Trecho da fonte:
* * *

O ser humano e a sua mania de buscar explicação para tudo. Por que, como e em que circunstância alguém subiria em uma árvore para morrer? Quem era o homem achado morto sobre uma gameleira, no dia 8 deste mês, perto do Shopping Barra?
Quase uma dezena de justificativas foi suscitada. Mas ninguém suspeita que ele simplesmente tenha decidido, num ato de rebeldia infantil, deixar o mundo horizontal para manter distância segura do chão, exatamente como o personagem Cosme, no clássico livro O Barão nas Árvores, de Ítalo Calvino. Cosme, o barão, largou o mundo de riquezas para subir nas árvores e nunca mais descer.
Ainda que o medo do incomum nos deixe surpresos, é possível afirmar com segurança que, pelo menos em Salvador, não há motivo para espanto quando um homem “sobe às árvores”. Aqui, a utilização de troncos, galhos e copas para dormir, guardar objetos e até trabalhar é mais comum do que se imagina.
No Rio Vermelho, defronte à 7ª Delegacia, um sujeito encontrou, também em uma gameleira, o refúgio para uma vida de alcoolismo e solidão. Faz do tronco local de descanso, guarda volumes e armário para objetos de higiene.

* * *

Registros extraídos de uma coleção:

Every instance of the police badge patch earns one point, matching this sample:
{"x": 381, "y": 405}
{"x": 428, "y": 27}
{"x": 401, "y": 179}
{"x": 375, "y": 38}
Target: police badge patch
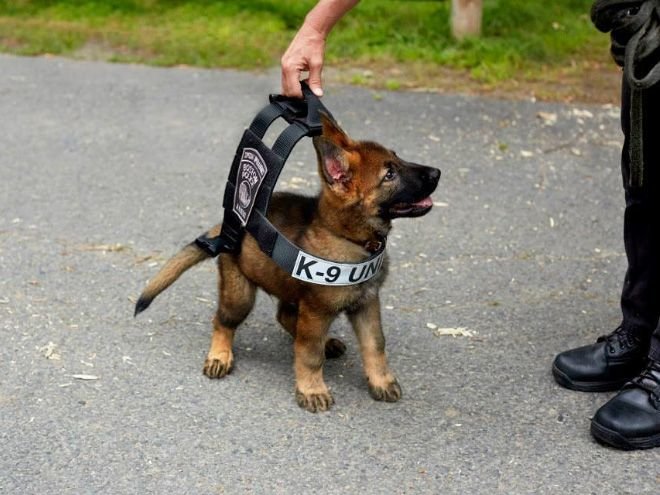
{"x": 251, "y": 172}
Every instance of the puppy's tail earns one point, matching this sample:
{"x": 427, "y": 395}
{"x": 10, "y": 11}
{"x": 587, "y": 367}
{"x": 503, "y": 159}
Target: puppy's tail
{"x": 188, "y": 257}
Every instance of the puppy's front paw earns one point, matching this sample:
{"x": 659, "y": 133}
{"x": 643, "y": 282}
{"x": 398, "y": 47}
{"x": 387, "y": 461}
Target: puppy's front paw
{"x": 218, "y": 366}
{"x": 389, "y": 392}
{"x": 334, "y": 348}
{"x": 315, "y": 402}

* * *

Questões a resolver:
**a)** Responda às perguntas abaixo com base no texto sobre o homem achado morto numa árvore.
(i) Em que dia o homem foi achado morto sobre a gameleira?
(ii) O que Cosme, o barão, largou para subir nas árvores?
(iii) Em frente a que lugar fica a gameleira usada pelo sujeito no Rio Vermelho?
**b)** Duplique, sem nenhuma alteração, as linhas dos registros a partir da linha que contém "Every instance of the puppy's front" e seguindo até o final dos registros, com as duas pontas incluídas.

Respostas do exercício:
**a)**
(i) No dia 8 deste mês.
(ii) O mundo de riquezas.
(iii) Defronte à 7ª Delegacia.

**b)**
Every instance of the puppy's front paw earns one point, matching this sample:
{"x": 659, "y": 133}
{"x": 643, "y": 282}
{"x": 398, "y": 47}
{"x": 387, "y": 461}
Target: puppy's front paw
{"x": 218, "y": 366}
{"x": 389, "y": 392}
{"x": 334, "y": 348}
{"x": 315, "y": 402}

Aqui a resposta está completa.